» WHAT IS REQUIRED: Copy out every line of the records below word for word, leaving out the pictures.

» DATA FOR PROCESSING:
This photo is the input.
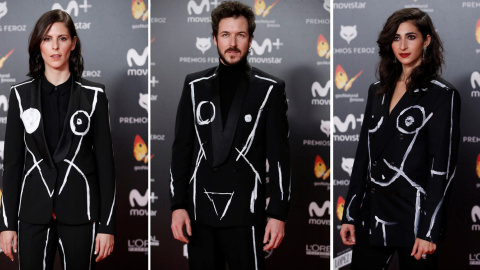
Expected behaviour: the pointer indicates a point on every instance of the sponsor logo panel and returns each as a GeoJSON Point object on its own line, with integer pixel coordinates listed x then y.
{"type": "Point", "coordinates": [138, 245]}
{"type": "Point", "coordinates": [74, 8]}
{"type": "Point", "coordinates": [350, 123]}
{"type": "Point", "coordinates": [323, 251]}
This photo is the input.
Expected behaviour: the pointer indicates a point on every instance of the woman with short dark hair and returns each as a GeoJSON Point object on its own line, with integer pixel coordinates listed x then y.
{"type": "Point", "coordinates": [58, 179]}
{"type": "Point", "coordinates": [407, 153]}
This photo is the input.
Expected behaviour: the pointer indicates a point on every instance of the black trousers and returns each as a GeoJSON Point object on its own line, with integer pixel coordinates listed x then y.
{"type": "Point", "coordinates": [212, 248]}
{"type": "Point", "coordinates": [366, 256]}
{"type": "Point", "coordinates": [37, 245]}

» SOLUTION FOR THIS TASK:
This photo is the input.
Expected behaviour: the pointer indicates a point on every instance of the sponsor logo panel and returns each as a GeoJSON Point object on its own line, with integer pixel coordinates listed x then y.
{"type": "Point", "coordinates": [138, 245]}
{"type": "Point", "coordinates": [74, 8]}
{"type": "Point", "coordinates": [350, 123]}
{"type": "Point", "coordinates": [323, 251]}
This photo is the input.
Expected behaviour: the pointer indicates a point on every instance of the woman with short dark hair and returns each as a GeoJSON Point object on its own line, with integer pixel coordinates listed x then y.
{"type": "Point", "coordinates": [58, 179]}
{"type": "Point", "coordinates": [407, 153]}
This photo is the input.
Expected behaviour: the pointer indicates a point on every instance of the black trousers and returns each as a GeoJSON Point object on its own line, with integer pixel coordinates listed x then y.
{"type": "Point", "coordinates": [212, 248]}
{"type": "Point", "coordinates": [366, 256]}
{"type": "Point", "coordinates": [37, 245]}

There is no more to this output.